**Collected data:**
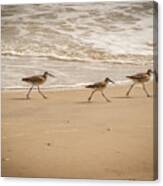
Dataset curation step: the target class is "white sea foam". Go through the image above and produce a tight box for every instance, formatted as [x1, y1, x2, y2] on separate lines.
[1, 2, 155, 89]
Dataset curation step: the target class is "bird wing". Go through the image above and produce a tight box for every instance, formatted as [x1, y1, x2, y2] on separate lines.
[22, 75, 44, 82]
[126, 73, 147, 80]
[85, 81, 105, 88]
[94, 81, 105, 88]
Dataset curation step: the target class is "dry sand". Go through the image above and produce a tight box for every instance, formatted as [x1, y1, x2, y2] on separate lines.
[1, 83, 157, 180]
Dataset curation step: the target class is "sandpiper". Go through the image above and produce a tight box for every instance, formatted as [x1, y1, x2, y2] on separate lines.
[22, 71, 55, 99]
[85, 77, 115, 102]
[126, 69, 153, 97]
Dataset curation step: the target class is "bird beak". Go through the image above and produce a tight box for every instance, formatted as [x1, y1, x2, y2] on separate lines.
[48, 73, 55, 78]
[109, 78, 115, 84]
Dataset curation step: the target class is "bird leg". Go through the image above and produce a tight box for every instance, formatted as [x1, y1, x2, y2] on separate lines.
[88, 89, 96, 102]
[142, 83, 150, 97]
[101, 91, 111, 102]
[26, 84, 34, 99]
[37, 86, 47, 99]
[126, 83, 136, 96]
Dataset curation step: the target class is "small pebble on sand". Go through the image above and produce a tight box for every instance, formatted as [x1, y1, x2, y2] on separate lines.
[2, 157, 10, 162]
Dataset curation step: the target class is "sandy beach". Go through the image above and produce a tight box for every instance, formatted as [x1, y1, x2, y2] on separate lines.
[1, 1, 157, 181]
[1, 83, 156, 180]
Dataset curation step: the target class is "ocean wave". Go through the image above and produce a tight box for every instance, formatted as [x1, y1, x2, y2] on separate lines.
[1, 50, 153, 66]
[1, 2, 155, 90]
[2, 2, 154, 62]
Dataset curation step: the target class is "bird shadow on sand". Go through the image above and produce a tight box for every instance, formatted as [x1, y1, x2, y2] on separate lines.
[75, 100, 110, 104]
[111, 96, 133, 99]
[112, 95, 153, 99]
[10, 97, 29, 101]
[75, 101, 93, 104]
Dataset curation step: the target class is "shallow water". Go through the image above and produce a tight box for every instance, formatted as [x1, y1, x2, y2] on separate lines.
[1, 1, 155, 89]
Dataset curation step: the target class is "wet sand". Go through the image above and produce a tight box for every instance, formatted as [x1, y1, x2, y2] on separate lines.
[1, 83, 156, 180]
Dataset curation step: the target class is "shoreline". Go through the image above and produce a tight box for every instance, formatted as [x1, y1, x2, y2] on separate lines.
[1, 80, 153, 93]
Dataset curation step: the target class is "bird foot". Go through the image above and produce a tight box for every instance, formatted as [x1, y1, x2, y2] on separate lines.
[147, 94, 151, 97]
[43, 96, 47, 99]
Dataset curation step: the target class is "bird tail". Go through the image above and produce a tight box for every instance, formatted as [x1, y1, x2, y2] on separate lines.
[85, 84, 94, 88]
[22, 77, 30, 82]
[126, 75, 133, 79]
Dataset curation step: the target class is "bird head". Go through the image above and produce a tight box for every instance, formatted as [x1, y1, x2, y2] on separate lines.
[44, 71, 55, 78]
[105, 77, 115, 84]
[147, 69, 153, 75]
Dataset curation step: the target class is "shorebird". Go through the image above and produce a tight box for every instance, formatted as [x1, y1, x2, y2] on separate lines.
[22, 71, 55, 99]
[126, 69, 153, 97]
[85, 77, 115, 102]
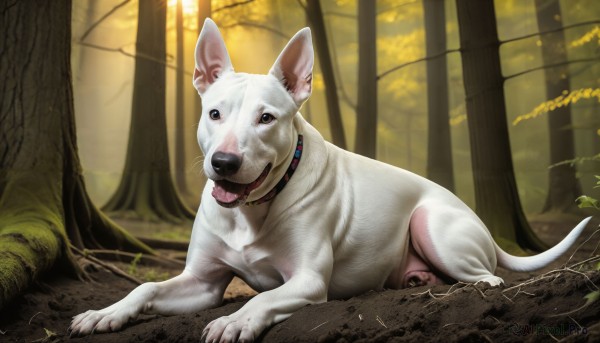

**Work required:**
The expected output is every entry above, character for character, with no pictures.

**Answer:**
Dataset curation step: the target class is "white sea foam". Go through the image above and produce a tight box for every instance, formatted as [x1, y1, x2, y2] on separate lines.
[1, 2, 155, 89]
Dataset curation step: the target class is "bird wing". Go through the image above and produce a tight box for every instance, formatted as [x1, y1, x2, y2] on separate lines.
[22, 75, 44, 82]
[126, 73, 147, 80]
[85, 81, 105, 88]
[94, 81, 105, 88]
Dataset curation step: the target class is "dry sand". Go through the image above and produce a tight box for every instance, formatted as [x1, y1, x2, y2] on separate lines.
[1, 83, 157, 180]
Dataset curation step: the target class is "sandpiper". Go through the image above and produce a tight box for every instance, formatted as [x1, y1, x2, y2] on separate lines.
[22, 71, 55, 99]
[85, 77, 115, 102]
[126, 69, 153, 97]
Dataset curation step: the target class is "bird beak". Go through the image above and produce a tight box for every instance, formatted as [x1, y1, x2, y2] on separate lines.
[48, 73, 55, 78]
[109, 78, 115, 84]
Dataset curation step: the target class is "bird leg". Go through the image above and produce a tight box for every instance, formatted as [x1, y1, x2, y2] on separate lines.
[88, 89, 96, 102]
[142, 83, 150, 97]
[101, 91, 111, 102]
[26, 84, 34, 99]
[37, 86, 47, 99]
[126, 83, 136, 96]
Dataset curation step: the target class is "small pebble on sand". Go through the image above and produce a tight box for every instance, formatted as [x1, y1, x2, y2] on separate lines.
[2, 157, 10, 162]
Dataset curation step: the target class is "sandy beach". Go through the image above and produce a tight box for every instance, formatted as [x1, y1, x2, y2] on separate lines.
[1, 1, 157, 181]
[1, 83, 156, 180]
Dataset curation step: the target class is "ocean wave". Go through the image above and produce a tight box for every instance, formatted as [x1, y1, x2, y2] on separate lines.
[1, 50, 153, 66]
[1, 2, 155, 90]
[2, 2, 154, 62]
Dataset curation step: the target class is "bird shadow on sand". Go through the image above and produce a tight box for every instance, formatted as [x1, y1, x2, y2] on separate lines.
[75, 100, 110, 104]
[111, 96, 133, 99]
[112, 95, 153, 99]
[10, 97, 29, 101]
[75, 101, 93, 104]
Dataset curation step: the target class is "shallow water". Go through the image above and produce a tight box for every instance, formatted as [x1, y1, x2, y2] on separate lines.
[1, 1, 155, 89]
Dataset curation step: the target class is "wet sand". Go through the image above and produce a tight box for every instance, formatted as [x1, y1, x2, y2] on separate lines.
[1, 83, 156, 180]
Dataset curation step: the target class is "shoreline". Go through the image above and produce a tight box for every instance, formatted as [x1, y1, x2, y2] on separate lines.
[1, 80, 153, 93]
Dataset curation step: the target class is "bird foot". Go through the image above and produce a tight box for every instance, formatted as [x1, y1, x2, y2] on separate lines.
[147, 94, 151, 97]
[43, 96, 47, 99]
Dataset curation step: the target class is "bird tail". Go through the image above and produce a tight box for every instance, formatted as [x1, y1, x2, y2] on separate lines.
[85, 84, 94, 88]
[22, 77, 30, 82]
[126, 75, 133, 79]
Dataset curation step: the target class is "bird head". Go through the image above and produce a tight box for every instance, formatted as [x1, y1, x2, y2] on separate lines.
[44, 71, 55, 78]
[105, 77, 115, 84]
[147, 69, 153, 75]
Dataset curation step: the target class is "shorebird". Go through the image above and produce a tight box for every instance, formatted as [x1, y1, x2, y2] on separate lines.
[22, 71, 55, 99]
[126, 69, 153, 97]
[85, 77, 115, 102]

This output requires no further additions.